> _What the exercise asks_
Convert the records below into a two-column CSV with the headers instruction and response, one row per record, putting its text and its answer each in a single quoted field with line breaks replaced by spaces. Leave the pictures out.

> _Exercise materials_

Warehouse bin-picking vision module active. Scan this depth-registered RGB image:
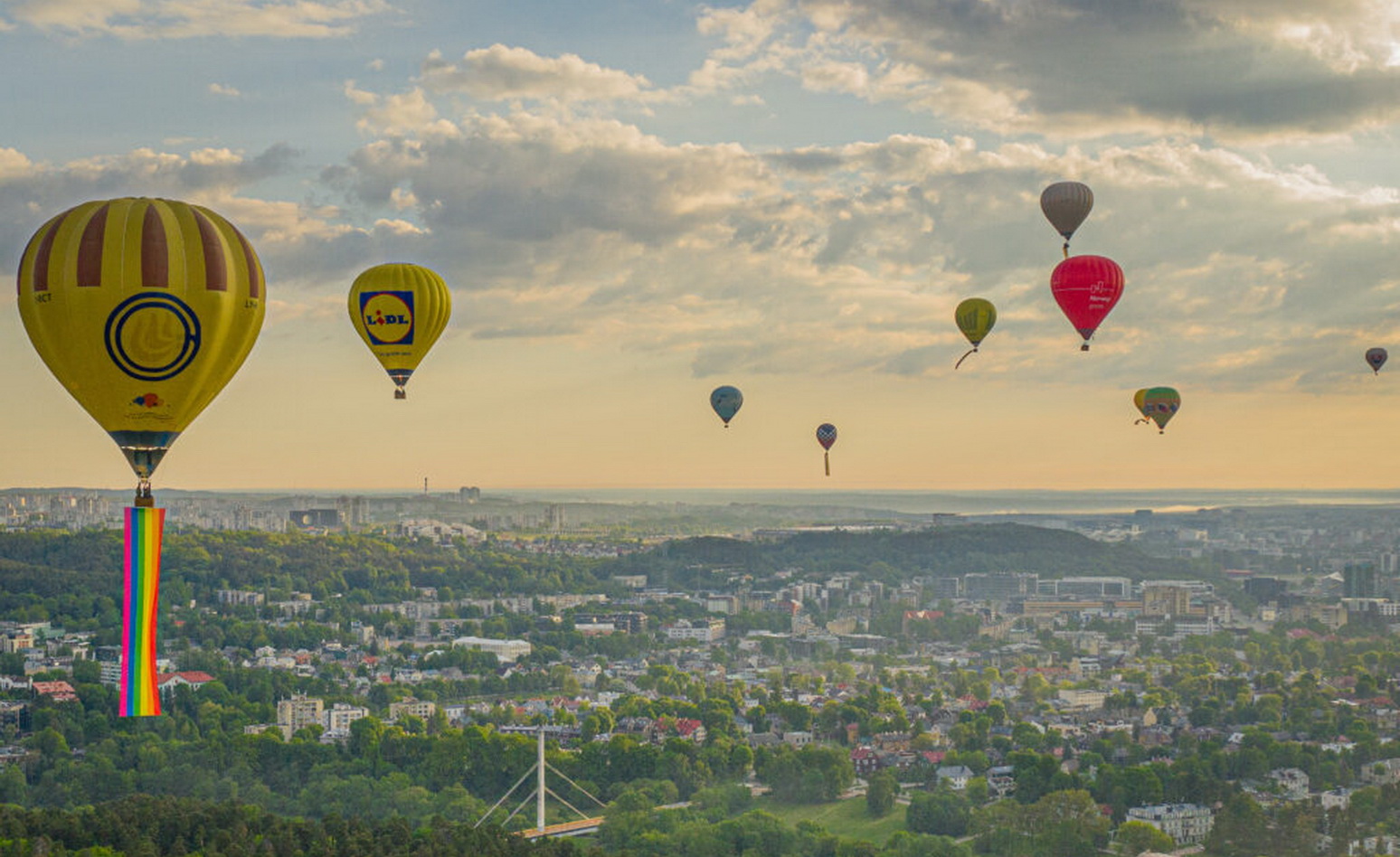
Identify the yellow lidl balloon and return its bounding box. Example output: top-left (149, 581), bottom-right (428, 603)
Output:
top-left (350, 262), bottom-right (452, 399)
top-left (953, 298), bottom-right (997, 368)
top-left (18, 197), bottom-right (266, 483)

> _Exercise response_
instruction,response
"Warehouse bin-picking vision module active. Scan this depth-registered RGB image: Identify the yellow lidl balloon and return its bounding box. Example output: top-left (149, 581), bottom-right (428, 603) Output:","top-left (350, 262), bottom-right (452, 399) top-left (953, 298), bottom-right (997, 368) top-left (18, 197), bottom-right (266, 483)"